● Records for this task:
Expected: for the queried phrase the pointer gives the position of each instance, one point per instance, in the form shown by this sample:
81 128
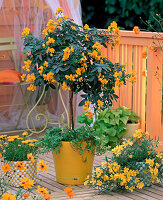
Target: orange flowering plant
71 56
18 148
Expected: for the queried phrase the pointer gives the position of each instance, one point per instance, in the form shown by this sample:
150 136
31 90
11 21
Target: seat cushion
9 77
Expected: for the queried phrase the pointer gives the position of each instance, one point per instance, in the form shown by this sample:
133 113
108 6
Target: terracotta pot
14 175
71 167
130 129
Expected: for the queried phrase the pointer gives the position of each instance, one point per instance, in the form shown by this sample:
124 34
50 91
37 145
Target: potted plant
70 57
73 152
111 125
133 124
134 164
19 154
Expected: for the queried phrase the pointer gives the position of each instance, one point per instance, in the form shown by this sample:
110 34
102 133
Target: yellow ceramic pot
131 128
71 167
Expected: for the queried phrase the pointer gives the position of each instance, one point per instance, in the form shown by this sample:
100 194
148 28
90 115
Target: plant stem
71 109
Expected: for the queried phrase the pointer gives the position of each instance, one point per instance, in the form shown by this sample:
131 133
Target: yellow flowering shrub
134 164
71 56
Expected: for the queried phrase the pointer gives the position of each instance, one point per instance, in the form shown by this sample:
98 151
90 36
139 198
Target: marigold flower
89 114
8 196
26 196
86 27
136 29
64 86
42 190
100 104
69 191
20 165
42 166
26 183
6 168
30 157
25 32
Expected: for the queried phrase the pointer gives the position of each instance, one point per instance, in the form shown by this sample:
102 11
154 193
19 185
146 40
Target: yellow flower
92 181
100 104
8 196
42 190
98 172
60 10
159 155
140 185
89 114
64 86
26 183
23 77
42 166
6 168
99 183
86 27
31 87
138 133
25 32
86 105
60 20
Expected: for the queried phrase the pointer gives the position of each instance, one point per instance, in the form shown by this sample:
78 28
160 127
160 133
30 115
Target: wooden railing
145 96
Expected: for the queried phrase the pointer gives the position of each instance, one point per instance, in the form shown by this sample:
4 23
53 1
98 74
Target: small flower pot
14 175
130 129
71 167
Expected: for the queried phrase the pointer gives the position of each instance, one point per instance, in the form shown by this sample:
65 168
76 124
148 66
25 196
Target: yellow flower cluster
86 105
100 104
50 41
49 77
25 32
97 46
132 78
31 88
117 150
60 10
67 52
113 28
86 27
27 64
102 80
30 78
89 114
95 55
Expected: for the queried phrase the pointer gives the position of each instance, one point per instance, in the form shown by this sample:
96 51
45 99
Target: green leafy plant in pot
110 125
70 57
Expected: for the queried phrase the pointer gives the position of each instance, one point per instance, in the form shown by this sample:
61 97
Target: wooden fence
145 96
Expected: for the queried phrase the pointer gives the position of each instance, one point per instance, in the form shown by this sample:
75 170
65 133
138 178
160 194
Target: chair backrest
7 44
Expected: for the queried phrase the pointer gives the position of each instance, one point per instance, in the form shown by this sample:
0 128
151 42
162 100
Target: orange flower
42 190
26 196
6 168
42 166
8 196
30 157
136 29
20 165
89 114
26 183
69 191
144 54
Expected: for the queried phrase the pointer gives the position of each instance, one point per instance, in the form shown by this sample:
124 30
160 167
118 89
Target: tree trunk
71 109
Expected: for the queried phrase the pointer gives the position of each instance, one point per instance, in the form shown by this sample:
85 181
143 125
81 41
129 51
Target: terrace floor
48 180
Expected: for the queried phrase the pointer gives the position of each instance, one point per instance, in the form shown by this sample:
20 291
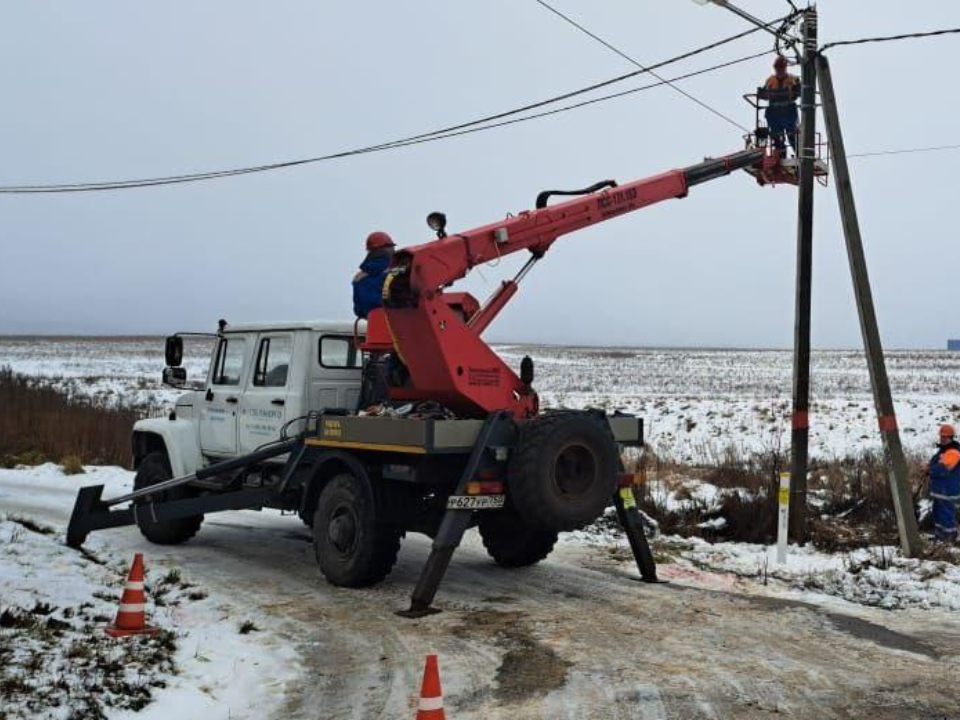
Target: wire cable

● Task to carry out: Set down the entries above word for word, but drop any image.

● Exercise solution:
Expected: for the queried phrase the pointer gives the position of each instance, one point per instance, in the form shown by this sample:
81 128
Target: orange flowering plant
71 56
18 148
Expected: for the queried phrase the pointer gives the position of each instance, one point per instance, in the form shown by this sample:
150 136
31 90
11 21
Target: seat cushion
9 77
Expected: for the queried phrase the pointer gives the position of each instance, one point per instance, in the form shown by this sample:
133 113
108 6
Target: terracotta pot
14 175
71 167
130 129
Expected: for the queried phrase the pointer gives the position of each instance, one point per instance, in the form shown by this sample:
124 34
50 91
37 145
Target: potted plant
70 57
73 152
111 125
133 124
134 164
19 154
Expected: for the queried phrase the pointer gives the position of each instance, one point per instance, in the form shown by this sample:
110 34
102 133
Target: yellow ceramic pot
131 128
71 167
Expected: for the queried phrase the pointer gives the position of each instance, one point per instance, in the form shown by this sample:
100 194
148 28
90 115
Target: plant stem
71 109
Expected: for the queried phrase the pointer gives the position of each instance, one point per instance, in the form shown by this sample:
131 133
Target: yellow flowering shrub
134 164
71 56
Expected: for the queried phrase the pointer gives the position of each instance, one point per instance, in the form shown by this sample:
98 151
90 36
139 198
Target: marigold flower
89 114
8 196
26 196
86 27
136 29
64 86
42 190
100 104
69 191
20 165
42 166
26 183
6 168
30 157
25 32
Expected: for the queried phrase the pointer gives the position of each instance, one point per instance, in the form shown by this sample:
102 11
154 193
19 185
146 40
Target: yellow flower
92 181
100 104
8 196
42 190
98 172
60 10
159 155
140 185
89 114
64 86
26 183
23 77
42 166
6 168
99 183
86 27
31 87
138 133
25 32
86 105
60 20
Expected: for the queried phrase the pointer gives the position of each instance, one point per instance, in the form shown by this sample:
78 28
160 127
160 133
30 115
Target: wooden railing
145 96
Expected: for the queried phrase the pointer gives the position of each instance, one point per instance, in the form shown by this sample:
4 23
53 1
98 74
Target: small flower pot
14 175
130 129
71 167
Expected: for the queried phrase the pointer gives the position of each instance, one point per instance, in the form shown by this sample:
65 168
76 124
148 66
25 196
Target: yellow flower cluster
86 105
100 104
50 41
49 77
25 32
97 46
132 78
31 88
117 150
60 10
67 52
113 28
86 27
27 64
102 80
30 78
89 114
95 55
Expected: for the queried phrase the pointer gives the position of each instance, one point per instance, in the form shown by this sample:
96 51
45 99
Target: green leafy plant in pot
110 125
70 57
Expected: for the queried phrase the pointer gives the position of each instance, one point per instance, in the form shown by this sample:
61 97
Target: wooden fence
145 96
Expected: for the queried phrase the pointer gives the position of each instance, one point per instance, in the form shown by this sample:
75 170
65 133
138 178
160 194
Target: chair backrest
7 44
Expected: for the queried phrase the pointer gives the position of each instance, one point per instance, in the form shown by this sample:
0 128
151 42
162 100
Target: orange flower
42 190
26 196
6 168
42 166
8 196
30 157
136 29
20 165
89 114
26 183
69 191
144 54
Expected: for the queried phrase the pointer gives the position of each instance, one point per instance, in the form shown by this sample:
124 30
160 167
118 89
Target: tree trunk
71 109
Expected: for the queried phrase the pointer gives the position of each instance, one point per instance, in the form shown by this sample:
85 181
143 125
81 41
129 51
Target: terrace floor
48 180
Expected: for the queried phrase the pointer gives the position of each instance, one point per instance, in the form shown by this sample:
20 291
Target: wire cable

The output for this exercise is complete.